#### Goal of the exercise
Write out the listing exactly as it is given.

#### Records shown
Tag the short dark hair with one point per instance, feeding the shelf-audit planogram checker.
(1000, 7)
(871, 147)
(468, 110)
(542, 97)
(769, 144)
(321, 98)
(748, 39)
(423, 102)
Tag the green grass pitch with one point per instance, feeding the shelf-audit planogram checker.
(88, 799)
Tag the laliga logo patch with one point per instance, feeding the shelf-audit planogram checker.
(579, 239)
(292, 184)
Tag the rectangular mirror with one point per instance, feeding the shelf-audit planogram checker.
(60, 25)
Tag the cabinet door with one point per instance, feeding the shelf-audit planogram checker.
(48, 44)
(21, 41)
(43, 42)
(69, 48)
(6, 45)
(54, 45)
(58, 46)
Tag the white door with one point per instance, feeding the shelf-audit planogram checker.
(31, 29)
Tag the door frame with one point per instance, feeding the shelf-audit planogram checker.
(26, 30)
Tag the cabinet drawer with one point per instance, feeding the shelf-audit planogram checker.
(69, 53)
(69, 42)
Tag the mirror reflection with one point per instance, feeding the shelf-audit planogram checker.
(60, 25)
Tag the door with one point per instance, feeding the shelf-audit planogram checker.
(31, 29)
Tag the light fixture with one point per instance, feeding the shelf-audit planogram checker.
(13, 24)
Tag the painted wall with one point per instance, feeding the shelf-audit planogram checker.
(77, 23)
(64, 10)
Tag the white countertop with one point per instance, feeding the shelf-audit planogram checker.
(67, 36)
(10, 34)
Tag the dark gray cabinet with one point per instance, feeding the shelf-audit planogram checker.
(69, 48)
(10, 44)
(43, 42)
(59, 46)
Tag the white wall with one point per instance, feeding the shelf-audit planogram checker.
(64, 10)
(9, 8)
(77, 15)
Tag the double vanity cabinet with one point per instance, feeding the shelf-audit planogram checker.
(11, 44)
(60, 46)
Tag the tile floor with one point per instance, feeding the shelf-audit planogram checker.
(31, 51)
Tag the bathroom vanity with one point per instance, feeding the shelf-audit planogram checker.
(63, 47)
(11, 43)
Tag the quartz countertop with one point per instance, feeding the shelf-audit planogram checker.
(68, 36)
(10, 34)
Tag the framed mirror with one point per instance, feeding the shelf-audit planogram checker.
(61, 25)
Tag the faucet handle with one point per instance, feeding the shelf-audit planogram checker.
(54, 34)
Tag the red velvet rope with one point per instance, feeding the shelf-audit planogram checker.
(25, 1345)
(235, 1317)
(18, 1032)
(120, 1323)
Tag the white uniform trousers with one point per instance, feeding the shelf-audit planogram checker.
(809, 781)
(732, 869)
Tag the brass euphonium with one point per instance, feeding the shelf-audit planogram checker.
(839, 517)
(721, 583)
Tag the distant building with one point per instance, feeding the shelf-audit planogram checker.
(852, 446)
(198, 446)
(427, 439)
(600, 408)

#### Task answer
Tag the short dark hair with one point per instance, feeding the shelf-audit planogram checker.
(1000, 7)
(871, 147)
(468, 110)
(542, 97)
(769, 144)
(321, 98)
(748, 39)
(423, 102)
Tag the green grass pitch with one point per instance, feeding the shelf-audit planogram checker.
(88, 799)
Tag the laliga logo patch with one point per instance, feeding the shelf-audit planogram checker.
(579, 239)
(292, 184)
Tag the rectangular mirror with one point per instance, feeding the shelf-audit planogram checker.
(60, 25)
Tag the cabinet door with one point per instance, feeding the shelf-audit planogram checker.
(48, 44)
(21, 41)
(43, 42)
(69, 48)
(6, 45)
(54, 45)
(58, 46)
Tag the white door with one point per instance, feeding the shelf-audit planogram checker.
(31, 29)
Tag the door frame with one point per instance, feeding the shelf-audit planogram checker.
(26, 30)
Tag the cabinet drawer with one point per instance, feeding the shelf-audit planogram checker.
(69, 53)
(69, 42)
Tag the mirror reflection with one point per instance, feeding the shelf-audit planogram checker.
(60, 25)
Tag the door with one point per instance, feeding the shelf-audit planogram checker.
(31, 29)
Tag the light fixture with one point per instance, feeding the shelf-audit planogram checker.
(13, 24)
Tag the painted wall with one point per instance, feeding the shelf-audit planogram checker.
(77, 23)
(64, 10)
Tag the white countertop with one point per instance, feeding the shelf-audit planogram checker.
(67, 36)
(10, 34)
Tag the dark gray cabinet with one point per instance, feeding the shelf-audit planogram checker.
(69, 48)
(10, 44)
(43, 42)
(59, 46)
Tag the white wall with one point per instance, feeding the shelf-audit planogram checker.
(64, 10)
(9, 8)
(77, 15)
Tag the double vanity cabinet with one point per instance, feeding the shelf-audit planogram checker.
(11, 44)
(60, 46)
Tag the tile floor with one point per instance, feeding the shelf-audit planogram checker.
(31, 51)
Tag the bathroom vanity with one point per instance, feeding the shelf-audit planogram checker.
(63, 47)
(11, 43)
Tag the quartz countertop with one point per instance, feeding the shelf-audit planogram checker.
(68, 36)
(10, 34)
Tag the framed mirror with one point per instance, feeding the shelf-audit planogram checker.
(61, 25)
Tag the faucet handle with one point per instance, feeding the shelf-audit planogram checker.
(54, 34)
Tag the red velvet rope with one point per instance, feeding the shelf-audit planogram checker.
(25, 1345)
(235, 1317)
(18, 1032)
(120, 1323)
Tag the white uniform trousers with one point per instance, feeding the shelf-audit planogram checker.
(809, 781)
(732, 869)
Tag the brass euphonium with one point per instance, feeding the shelf-audit planogram checker.
(839, 517)
(721, 583)
Tag the distant building with one point per instance, feeding the shelf-audit planogram checker.
(852, 446)
(198, 446)
(427, 439)
(600, 408)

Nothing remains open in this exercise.